- **Assignment**
Could you copy exactly the lines from the one containing "of the hand" through the last line of the records, leaving out every picture?

- **Natural-language object grounding data**

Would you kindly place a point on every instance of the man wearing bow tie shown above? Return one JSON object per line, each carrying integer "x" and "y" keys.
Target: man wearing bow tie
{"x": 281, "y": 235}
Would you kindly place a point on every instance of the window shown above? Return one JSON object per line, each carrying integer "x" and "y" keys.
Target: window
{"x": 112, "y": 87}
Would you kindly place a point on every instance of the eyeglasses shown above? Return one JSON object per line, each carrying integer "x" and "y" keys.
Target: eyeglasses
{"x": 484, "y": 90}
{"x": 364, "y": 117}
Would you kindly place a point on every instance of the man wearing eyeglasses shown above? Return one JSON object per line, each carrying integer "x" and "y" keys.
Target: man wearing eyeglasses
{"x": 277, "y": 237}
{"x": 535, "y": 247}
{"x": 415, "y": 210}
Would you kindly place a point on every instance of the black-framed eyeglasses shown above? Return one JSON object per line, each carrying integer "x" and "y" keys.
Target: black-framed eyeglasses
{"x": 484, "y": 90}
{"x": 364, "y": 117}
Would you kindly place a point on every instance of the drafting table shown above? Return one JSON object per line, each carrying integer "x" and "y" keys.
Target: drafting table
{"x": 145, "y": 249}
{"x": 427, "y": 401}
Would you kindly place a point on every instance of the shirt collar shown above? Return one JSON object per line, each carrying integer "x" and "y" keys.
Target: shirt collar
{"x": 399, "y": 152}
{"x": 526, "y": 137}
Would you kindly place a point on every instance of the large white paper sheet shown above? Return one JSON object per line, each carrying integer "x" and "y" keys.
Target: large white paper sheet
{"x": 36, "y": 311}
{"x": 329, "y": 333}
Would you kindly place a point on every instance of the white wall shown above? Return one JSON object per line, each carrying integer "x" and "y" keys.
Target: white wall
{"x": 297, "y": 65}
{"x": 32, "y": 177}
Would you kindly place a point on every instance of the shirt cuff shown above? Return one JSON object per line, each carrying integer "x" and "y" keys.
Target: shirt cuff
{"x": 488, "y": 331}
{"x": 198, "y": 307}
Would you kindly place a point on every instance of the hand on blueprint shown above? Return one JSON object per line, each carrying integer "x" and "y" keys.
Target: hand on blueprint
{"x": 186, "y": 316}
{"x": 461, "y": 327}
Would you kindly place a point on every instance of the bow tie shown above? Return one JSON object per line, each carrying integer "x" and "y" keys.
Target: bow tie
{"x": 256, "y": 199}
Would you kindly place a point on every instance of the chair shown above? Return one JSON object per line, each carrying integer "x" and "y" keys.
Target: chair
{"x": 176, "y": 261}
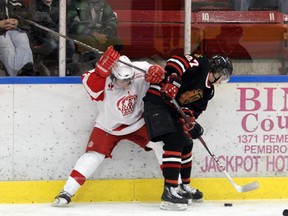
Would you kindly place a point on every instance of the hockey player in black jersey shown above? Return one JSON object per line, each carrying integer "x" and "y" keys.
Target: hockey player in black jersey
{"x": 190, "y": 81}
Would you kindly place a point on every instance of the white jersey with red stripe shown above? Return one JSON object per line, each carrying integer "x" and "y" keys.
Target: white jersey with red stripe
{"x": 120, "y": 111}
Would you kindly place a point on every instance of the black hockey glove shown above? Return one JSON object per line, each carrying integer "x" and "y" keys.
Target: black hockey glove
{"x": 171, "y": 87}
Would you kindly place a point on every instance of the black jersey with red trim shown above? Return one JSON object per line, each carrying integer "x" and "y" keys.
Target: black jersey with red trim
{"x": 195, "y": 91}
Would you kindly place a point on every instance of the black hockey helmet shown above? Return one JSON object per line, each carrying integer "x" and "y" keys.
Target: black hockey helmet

- **Your solution**
Would you kindly place a point on every instance of the hand on blueprint shown above? Return one JSON object per line, each carrying integer "x" and "y" keys.
Target: hand on blueprint
{"x": 186, "y": 316}
{"x": 461, "y": 327}
Would you kindly place a point on every instance of the bow tie shown above? Return one JSON object per line, each carrying integer "x" and "y" keys.
Target: bow tie
{"x": 256, "y": 199}
Would you kindly place a point on every instance of the chair shown above? Return one JSON object per line, each carrying integer "x" and "y" keys.
Target: chair
{"x": 176, "y": 261}
Would you kindly place a point on every instance of the hockey player in black jersey shown above? Return one JSON object per line, each carrying integer "x" and "y" keys.
Target: hockey player in black jersey
{"x": 190, "y": 81}
Would you kindly place a point on every instance of the white jersey with red stripe shown above? Return one JSON object per line, each carrying integer "x" and "y" keys.
Target: white jersey with red stripe
{"x": 120, "y": 111}
Would you kindly place a point on every instance of the black hockey glove shown above? Return one JSON object per line, each carrying integer "x" and "y" keys.
Target: black hockey glove
{"x": 171, "y": 87}
Would you kindly place a point on every instance of the black jersey with red trim shown above? Return one JSON object per line, each carrying integer "x" and "y" keys.
Target: black jersey with red trim
{"x": 195, "y": 91}
Would you kindly place a point on every instance of the black hockey helmet shown above? Return one JSON object per line, each carrying integer "x" and "y" keys.
Target: black hockey helmet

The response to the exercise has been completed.